WHAT THE EXERCISE ASKS ->
Every record needs to be set down again without a single difference.

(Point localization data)
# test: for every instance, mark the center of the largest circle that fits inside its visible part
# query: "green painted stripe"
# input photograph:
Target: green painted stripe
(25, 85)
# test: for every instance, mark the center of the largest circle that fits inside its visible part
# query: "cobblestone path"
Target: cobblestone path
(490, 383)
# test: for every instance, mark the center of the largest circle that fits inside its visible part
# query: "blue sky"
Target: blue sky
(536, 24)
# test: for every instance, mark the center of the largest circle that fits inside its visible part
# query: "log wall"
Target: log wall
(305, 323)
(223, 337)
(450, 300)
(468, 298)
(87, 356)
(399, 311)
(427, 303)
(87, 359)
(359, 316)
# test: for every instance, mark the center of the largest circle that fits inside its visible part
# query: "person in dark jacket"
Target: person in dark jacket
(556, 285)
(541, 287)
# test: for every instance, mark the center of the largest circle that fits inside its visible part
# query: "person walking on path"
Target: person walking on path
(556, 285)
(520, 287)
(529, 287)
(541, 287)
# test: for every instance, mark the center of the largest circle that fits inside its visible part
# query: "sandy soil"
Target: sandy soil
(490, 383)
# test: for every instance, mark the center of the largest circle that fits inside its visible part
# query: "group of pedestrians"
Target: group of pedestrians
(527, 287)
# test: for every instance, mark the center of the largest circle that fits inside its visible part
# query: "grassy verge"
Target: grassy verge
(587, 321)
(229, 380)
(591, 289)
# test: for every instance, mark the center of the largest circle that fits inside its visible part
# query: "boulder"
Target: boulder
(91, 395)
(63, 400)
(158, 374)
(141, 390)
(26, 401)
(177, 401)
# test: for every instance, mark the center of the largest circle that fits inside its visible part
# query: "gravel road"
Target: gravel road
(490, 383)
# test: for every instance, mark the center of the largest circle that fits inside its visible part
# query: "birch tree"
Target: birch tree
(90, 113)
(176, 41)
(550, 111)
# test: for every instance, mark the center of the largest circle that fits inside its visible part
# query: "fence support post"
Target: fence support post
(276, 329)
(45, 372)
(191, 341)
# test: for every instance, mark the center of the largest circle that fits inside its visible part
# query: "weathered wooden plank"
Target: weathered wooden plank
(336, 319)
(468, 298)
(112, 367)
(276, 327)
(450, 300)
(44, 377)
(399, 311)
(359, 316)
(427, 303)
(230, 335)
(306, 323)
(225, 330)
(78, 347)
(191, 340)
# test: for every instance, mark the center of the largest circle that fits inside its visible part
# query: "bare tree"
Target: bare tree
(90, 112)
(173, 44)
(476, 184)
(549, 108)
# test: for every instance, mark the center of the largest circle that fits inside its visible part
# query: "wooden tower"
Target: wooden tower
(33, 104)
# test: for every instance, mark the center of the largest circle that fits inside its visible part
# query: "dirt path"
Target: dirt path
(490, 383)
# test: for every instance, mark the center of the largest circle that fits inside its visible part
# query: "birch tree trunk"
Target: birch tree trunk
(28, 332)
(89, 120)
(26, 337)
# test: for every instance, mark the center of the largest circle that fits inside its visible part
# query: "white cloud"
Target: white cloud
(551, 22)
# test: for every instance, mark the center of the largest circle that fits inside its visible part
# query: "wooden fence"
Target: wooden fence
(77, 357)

RESULT OF THIS EXERCISE ->
# test: for every instance, mark the center of the largest circle that fits inside its visible part
# query: "green painted stripe"
# input photograph:
Target: green painted stripe
(25, 85)
# test: for every instance, mark the center of the largest circle that fits inside its visible part
# query: "cobblestone path"
Target: cobblestone path
(490, 383)
# test: for every instance, mark the center of the largest circle that fits inside its visible part
# query: "blue sky"
Target: blue sky
(536, 24)
# test: for every instance, mark the center of the largest circle that fits inside its visible part
# query: "log wall"
Target: log wall
(305, 323)
(223, 337)
(450, 300)
(468, 298)
(87, 356)
(399, 311)
(427, 303)
(87, 359)
(359, 316)
# test: for every instance, mark the center of the largest circle that fits inside its visible part
# query: "person in dark jacket"
Target: person in dark jacket
(556, 285)
(541, 287)
# test: for every instance, mark the center of the largest circle that fits inside its visible part
# query: "person walking on path"
Target: person walking on path
(556, 285)
(520, 287)
(529, 287)
(541, 287)
# test: for every instance, mark the center of the largest circle that fits inside its visible part
# query: "sandy soil"
Target: sandy soil
(490, 383)
# test: for every instance, mark the center of the largest circle that fits inside its visible part
# query: "group of pedestrians"
Target: group of pedestrians
(527, 287)
# test: for every instance, mark the center of the largest circle that fits inside its visible part
# query: "grassy verge"
Target: grassy verge
(587, 321)
(229, 380)
(591, 289)
# test: for every instance, mark the center of the largest circle that fits inside its visible part
# query: "boulder"
Target: boulder
(91, 395)
(63, 400)
(158, 374)
(141, 390)
(26, 401)
(177, 401)
# test: for every instance, mark the center of the largest circle that fits inside its visible part
# query: "gravel road"
Target: gravel road
(490, 383)
# test: for every instance, mark the center of the largest circle that fits inside its visible part
# query: "birch tree"
Target: birch tree
(90, 113)
(176, 41)
(550, 111)
# test: for every instance, mark the center of the largest circle that fits inside its visible part
# query: "fence support post"
Target: fence support post
(276, 329)
(45, 372)
(191, 341)
# test: for every instance, mark the center of the largest circle that fits inside its visible part
# query: "weathered wooden plank"
Target: weathered wooden plank
(336, 319)
(468, 298)
(112, 367)
(276, 327)
(450, 300)
(44, 377)
(399, 311)
(359, 316)
(427, 303)
(230, 335)
(306, 323)
(225, 330)
(78, 347)
(191, 340)
# test: for every instance, mark the center of the largest circle that fits inside its visible part
# query: "bare tree"
Target: bare tree
(90, 112)
(173, 44)
(476, 184)
(549, 108)
# test: for every instance, mark the center of the largest circle that fits inside its visible part
# query: "wooden tower"
Target: wooden tower
(33, 104)
# test: for every instance, mark the center of the largest circle that fits inside its visible part
# query: "dirt path"
Target: dirt path
(490, 383)
# test: for every instance, mark the center of the largest circle that fits inside its visible part
# query: "birch tree trunk"
Target: birch tree trunk
(28, 332)
(89, 120)
(26, 337)
# test: for every instance, mark the center of the largest circle that fits inside its visible part
# query: "white cloud"
Target: white cloud
(551, 22)
# test: for every instance, mark the center of the largest circle that fits inside its visible part
# query: "wooden fence"
Target: wooden fence
(77, 357)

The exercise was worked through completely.